Task to carry out | All records are to be retyped faithfully and completely.

Material shown |
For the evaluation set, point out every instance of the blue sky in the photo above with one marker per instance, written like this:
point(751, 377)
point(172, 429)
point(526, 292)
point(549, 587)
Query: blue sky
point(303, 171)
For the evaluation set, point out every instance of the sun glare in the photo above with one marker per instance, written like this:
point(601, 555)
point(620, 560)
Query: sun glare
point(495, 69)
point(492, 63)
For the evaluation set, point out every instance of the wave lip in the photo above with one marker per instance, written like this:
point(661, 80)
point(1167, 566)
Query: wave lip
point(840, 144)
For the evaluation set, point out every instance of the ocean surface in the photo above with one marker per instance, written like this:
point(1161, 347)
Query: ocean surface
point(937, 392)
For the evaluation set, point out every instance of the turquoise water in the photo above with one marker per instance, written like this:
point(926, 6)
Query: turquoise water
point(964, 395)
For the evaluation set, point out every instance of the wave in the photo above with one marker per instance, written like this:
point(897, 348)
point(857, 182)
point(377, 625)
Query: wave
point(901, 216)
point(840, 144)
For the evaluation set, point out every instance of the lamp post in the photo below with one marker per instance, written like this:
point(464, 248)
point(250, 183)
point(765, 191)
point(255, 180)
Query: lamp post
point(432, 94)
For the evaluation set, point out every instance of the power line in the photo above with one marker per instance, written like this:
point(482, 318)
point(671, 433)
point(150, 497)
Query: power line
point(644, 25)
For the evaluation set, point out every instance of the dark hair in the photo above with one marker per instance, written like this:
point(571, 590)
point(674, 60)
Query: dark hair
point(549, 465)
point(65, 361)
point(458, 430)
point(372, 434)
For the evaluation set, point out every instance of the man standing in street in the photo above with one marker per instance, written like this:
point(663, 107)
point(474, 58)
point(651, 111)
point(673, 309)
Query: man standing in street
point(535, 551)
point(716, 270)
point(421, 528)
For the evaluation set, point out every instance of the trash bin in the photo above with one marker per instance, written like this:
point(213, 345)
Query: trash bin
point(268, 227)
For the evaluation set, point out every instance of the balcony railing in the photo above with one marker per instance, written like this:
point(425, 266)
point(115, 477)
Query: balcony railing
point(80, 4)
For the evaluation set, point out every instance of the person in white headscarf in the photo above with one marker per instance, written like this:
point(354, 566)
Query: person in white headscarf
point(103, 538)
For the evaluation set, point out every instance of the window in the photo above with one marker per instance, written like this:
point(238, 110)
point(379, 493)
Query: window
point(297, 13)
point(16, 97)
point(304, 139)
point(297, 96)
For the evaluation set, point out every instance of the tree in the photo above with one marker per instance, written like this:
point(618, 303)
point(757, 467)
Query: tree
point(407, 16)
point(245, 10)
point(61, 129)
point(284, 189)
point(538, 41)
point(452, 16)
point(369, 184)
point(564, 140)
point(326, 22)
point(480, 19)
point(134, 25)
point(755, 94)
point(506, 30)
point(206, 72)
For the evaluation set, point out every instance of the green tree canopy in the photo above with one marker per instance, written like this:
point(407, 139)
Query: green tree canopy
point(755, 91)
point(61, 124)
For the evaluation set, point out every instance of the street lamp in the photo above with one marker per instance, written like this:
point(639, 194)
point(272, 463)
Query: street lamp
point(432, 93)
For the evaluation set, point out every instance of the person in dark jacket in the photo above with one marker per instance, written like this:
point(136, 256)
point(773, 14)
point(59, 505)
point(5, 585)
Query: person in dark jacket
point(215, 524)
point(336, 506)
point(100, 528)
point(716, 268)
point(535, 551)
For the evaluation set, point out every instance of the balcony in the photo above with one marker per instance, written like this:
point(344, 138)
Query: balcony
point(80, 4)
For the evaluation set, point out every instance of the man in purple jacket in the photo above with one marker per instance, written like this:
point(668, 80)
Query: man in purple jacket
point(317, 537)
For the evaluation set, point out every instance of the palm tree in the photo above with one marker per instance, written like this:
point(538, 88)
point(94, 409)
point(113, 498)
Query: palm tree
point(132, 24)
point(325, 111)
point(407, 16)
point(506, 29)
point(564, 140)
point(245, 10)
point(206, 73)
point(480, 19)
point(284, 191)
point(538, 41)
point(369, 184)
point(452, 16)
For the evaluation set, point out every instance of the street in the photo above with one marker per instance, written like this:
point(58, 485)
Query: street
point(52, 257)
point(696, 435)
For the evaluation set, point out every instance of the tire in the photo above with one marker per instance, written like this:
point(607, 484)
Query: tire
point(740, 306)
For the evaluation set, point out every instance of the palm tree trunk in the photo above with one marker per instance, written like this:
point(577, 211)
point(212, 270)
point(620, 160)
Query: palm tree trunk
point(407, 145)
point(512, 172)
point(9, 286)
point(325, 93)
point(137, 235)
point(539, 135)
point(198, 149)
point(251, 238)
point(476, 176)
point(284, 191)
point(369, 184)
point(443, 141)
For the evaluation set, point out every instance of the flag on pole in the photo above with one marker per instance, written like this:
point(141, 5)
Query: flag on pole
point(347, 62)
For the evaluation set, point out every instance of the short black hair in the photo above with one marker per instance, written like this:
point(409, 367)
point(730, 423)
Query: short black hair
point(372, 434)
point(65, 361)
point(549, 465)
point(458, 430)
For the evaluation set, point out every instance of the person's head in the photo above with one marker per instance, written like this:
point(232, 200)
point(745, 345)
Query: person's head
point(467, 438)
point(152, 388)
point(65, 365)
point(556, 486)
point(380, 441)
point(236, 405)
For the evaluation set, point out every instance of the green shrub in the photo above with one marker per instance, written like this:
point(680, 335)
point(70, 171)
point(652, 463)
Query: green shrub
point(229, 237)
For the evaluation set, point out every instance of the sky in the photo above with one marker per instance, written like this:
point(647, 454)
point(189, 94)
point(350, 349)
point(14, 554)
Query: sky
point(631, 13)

Exercise answer |
For the evaluation set, point out every instance of the blue sky in the photo above with one marker per instance, written like this:
point(751, 377)
point(172, 429)
point(526, 292)
point(549, 587)
Query: blue sky
point(303, 171)
For the evaluation set, point out every instance of the sun glare in the photo above with one marker per instance, written like this:
point(601, 555)
point(620, 560)
Query: sun glare
point(495, 69)
point(492, 63)
For the evaluation set, point out every instance of the wave lip in the photo above with one marker per instance, written like this:
point(661, 80)
point(1167, 566)
Query: wave lip
point(840, 144)
For the evaluation set, point out every instance of the ocean surface in the photo above with one marker per instance, written like this:
point(1161, 347)
Query: ocean surface
point(937, 392)
For the evaluation set, point out every instance of the turquoise water in the photo above with one marker per instance, written like this:
point(926, 6)
Query: turquoise water
point(964, 395)
For the evaluation set, point out every instance of the wave in the photo above with one marker per instance, written like this:
point(897, 348)
point(857, 182)
point(377, 625)
Query: wave
point(901, 216)
point(840, 144)
For the evaluation set, point out every instance of the lamp post in the photo below with one marker per instance, written like this:
point(464, 248)
point(250, 183)
point(765, 191)
point(255, 180)
Query: lamp post
point(432, 94)
For the evaluation set, point out every instance of the power line in the photo above with one marker per instance, written like this:
point(482, 318)
point(671, 433)
point(150, 497)
Query: power line
point(644, 25)
For the evaluation set, point out every instance of the dark hair in the photo above with one marker per instance, written like this:
point(571, 590)
point(674, 60)
Query: dark hair
point(549, 465)
point(65, 361)
point(458, 430)
point(372, 434)
For the evaluation set, point out every instance of the man standing in street in the photo above with one marker per instance, written like this:
point(663, 107)
point(474, 58)
point(651, 111)
point(673, 309)
Query: man standing in street
point(535, 551)
point(716, 270)
point(421, 528)
For the evaluation set, point out every instance of the trash bin in the photo above with one marker per instance, written like this:
point(213, 345)
Query: trash bin
point(268, 227)
For the evaluation set, point out every instance of the balcony railing in the photo above with one marker per instance, written like this:
point(425, 266)
point(115, 477)
Query: balcony railing
point(80, 4)
For the evaluation set, point out every instance of the person in white headscarf in the photo above with one marker per instance, written like this:
point(354, 566)
Query: person in white headscarf
point(103, 538)
For the evaluation set, point out every instance of the window in the photo above with one marker per instance, written like this:
point(238, 110)
point(379, 493)
Query: window
point(297, 13)
point(16, 97)
point(304, 139)
point(297, 96)
For the evaluation set, point out every instance of the tree in the photo above with one marker per instance, written like this:
point(618, 303)
point(757, 467)
Query: tree
point(407, 16)
point(245, 10)
point(61, 129)
point(284, 189)
point(538, 41)
point(452, 16)
point(369, 184)
point(564, 140)
point(326, 22)
point(480, 19)
point(134, 25)
point(755, 94)
point(506, 30)
point(206, 72)
For the evaluation set, point out every instance of the green tree canopy in the photo above with one marker per instance, written like this:
point(407, 139)
Query: green tree canopy
point(755, 91)
point(61, 124)
For the evaluation set, point out every instance of the street lamp in the photo above with one marker per instance, written like this:
point(639, 194)
point(272, 463)
Query: street lamp
point(432, 93)
For the evaluation set, point out every instance of the person in dark jacket in the photo above with one marker per instance, written like this:
point(136, 256)
point(773, 14)
point(59, 505)
point(5, 585)
Query: person in dark jacket
point(215, 524)
point(336, 506)
point(100, 528)
point(716, 268)
point(535, 551)
For the evaluation set, point out every instance of the balcony in the photo above with one marker per instance, written like this:
point(344, 138)
Query: balcony
point(80, 4)
For the evaluation set, point out every instance of the man in purple jacket in the photo above with one marker per instance, written like this:
point(668, 80)
Query: man in purple jacket
point(317, 537)
For the evaluation set, point out every instance of the palm tree in the photo above with one marker per instance, written like this:
point(538, 88)
point(94, 409)
point(113, 498)
Query: palm tree
point(132, 24)
point(325, 111)
point(407, 16)
point(506, 29)
point(564, 140)
point(245, 10)
point(206, 73)
point(480, 19)
point(284, 191)
point(538, 41)
point(369, 184)
point(452, 16)
For the evaluation set, point out every instance of the street in the photo above with one marker per instance, written like this:
point(58, 485)
Query: street
point(52, 257)
point(696, 435)
For the evaluation set, point out every instance of the tire in the photo above with one marker per instance, written like this:
point(607, 484)
Query: tire
point(740, 306)
For the evaluation set, point out every instance of the palm tree trunk in the photo above with one marker per instance, written like this:
point(577, 211)
point(212, 270)
point(620, 160)
Query: palm tree trunk
point(407, 145)
point(512, 172)
point(9, 286)
point(325, 93)
point(137, 235)
point(539, 135)
point(198, 149)
point(251, 238)
point(476, 176)
point(284, 191)
point(369, 184)
point(443, 141)
For the evaluation set, point out every instance of the flag on pole in the photo above with one marker per instance, written like this:
point(141, 5)
Query: flag on pole
point(347, 62)
For the evaluation set, point out every instance of the short black hair in the photo above with one marker per instance, written like this:
point(409, 367)
point(730, 423)
Query: short black hair
point(372, 434)
point(65, 361)
point(549, 465)
point(458, 430)
For the evaluation set, point out every instance of the person's head in the photo above with one marker per instance, written like this:
point(232, 200)
point(745, 345)
Query: person's head
point(467, 438)
point(152, 388)
point(65, 365)
point(556, 486)
point(380, 441)
point(236, 405)
For the evaluation set, point out every instance of the green shrub in the photo above with one marker per instance, written like this:
point(680, 335)
point(70, 171)
point(652, 463)
Query: green shrub
point(229, 237)
For the evaluation set, point out every instance of the sky in the photo above with one marker per instance, written like this:
point(647, 454)
point(189, 94)
point(350, 349)
point(14, 554)
Query: sky
point(631, 13)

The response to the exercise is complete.